Stored entries
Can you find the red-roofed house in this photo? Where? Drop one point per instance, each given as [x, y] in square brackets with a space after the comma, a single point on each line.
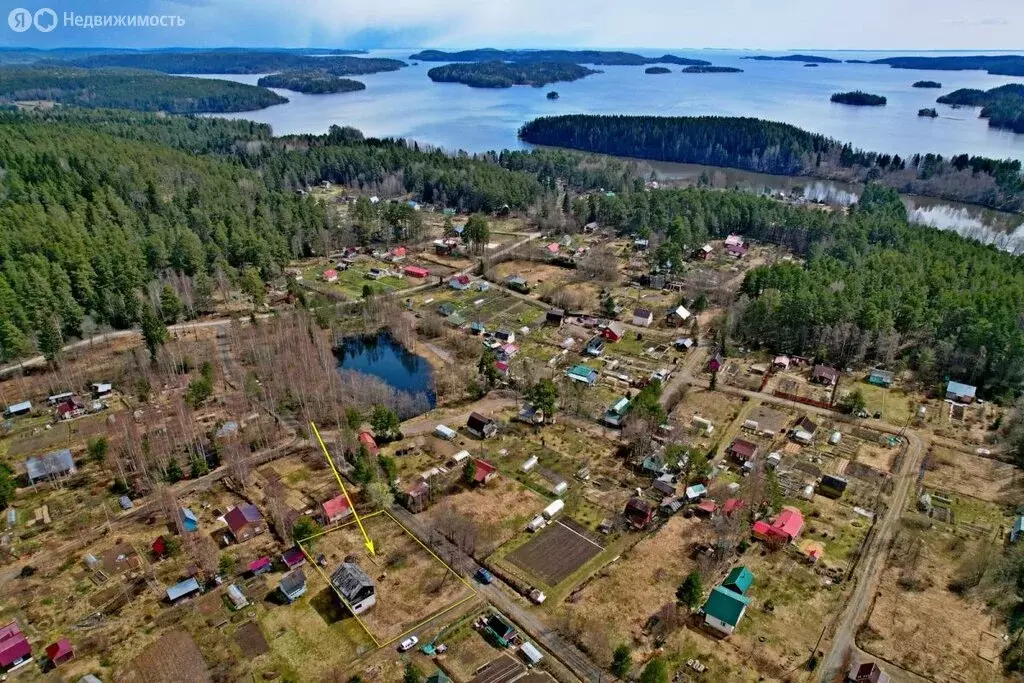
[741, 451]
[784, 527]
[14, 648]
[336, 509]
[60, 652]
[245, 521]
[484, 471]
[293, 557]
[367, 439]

» Problem requirements
An exact copy of the entries, minus the pictures, is what's needed here.

» Result of this task
Can you find the red-roofed house in this photo? Where? Drop one point per instance, each given as [x, y] in square brackets with a space after the comma, a single point on each line.
[741, 451]
[784, 527]
[14, 648]
[336, 509]
[60, 652]
[245, 521]
[484, 471]
[293, 557]
[367, 439]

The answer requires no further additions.